**Kutipan Teks**
···

User Tools

Site Tools


peraturan:sdp:946pj.532002
                          DEPARTEMEN KEUANGAN REPUBLIK INDONESIA
                       DIREKTORAT JENDERAL PAJAK
___________________________________________________________________________________________
                                                   17 September 2002

                           SURAT DIREKTUR JENDERAL PAJAK
                         NOMOR S - 946/PJ.53/2002

                            TENTANG

PERMOHONAN PENEGASAN ATAS PENYETORAN DAN PELAPORAN PPN JKP DARI LUAR DAERAH PABEAN SERTA 
                  PENGARUHNYA TERHADAP SPT TAHUNAN PAJAK

                        DIREKTUR JENDERAL PAJAK,

Sehubungan dengan surat Saudara nomor XXX tanggal 10 Oktober 2001 hal sebagaimana tersebut pada 
pokok surat, dengan ini diberitahukan hal-hal sebagai berikut:

1.  Dalam surat tersebut dikemukakan antara lain bahwa:
    a.  PT ABC melakukan pembayaran jasa (handling commission) ke luar negeri, yakni kepada 
        XYZ, Singapura. Atas pembayaran tersebut PT ABC melakukan pemungutan PPh Pasal 26 
        sebesar 20% atau sesuai tarif P3B, serta menyetorkan dan melaporkan PPN atas Jasa Kena 
        Pajak dari luar Daerah Pabean sebesar 10% dari nilai transaksi dengan menggunakan Surat 
        Setoran Pajak sesuai dengan ketentuan SE-08/PJ.08/1995, yakni paling lambat tanggal 15 
        bulan berikutnya.

···

**Tujuan Tugas**
Jawablah pertanyaan berikut berdasarkan surat Direktur Jenderal Pajak di atas:
1. Tanggal berapa surat itu dibuat?
2. Kepada pihak mana PT ABC membayar jasa (handling commission) ke luar negeri?
3. Berapa besar PPN atas Jasa Kena Pajak dari luar Daerah Pabean yang disetorkan dan dilaporkan PT ABC?

**Materi Tersedia**
···

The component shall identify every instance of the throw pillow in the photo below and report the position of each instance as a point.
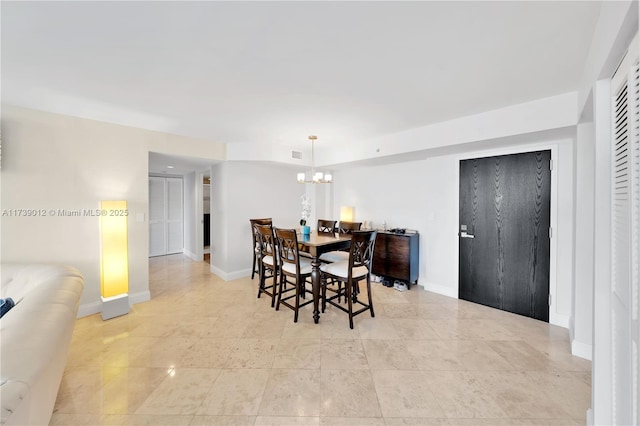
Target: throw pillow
(5, 305)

···

**Jawaban Tugas**
1. 17 September 2002.
2. Kepada XYZ, Singapura.
3. Sebesar 10% dari nilai transaksi.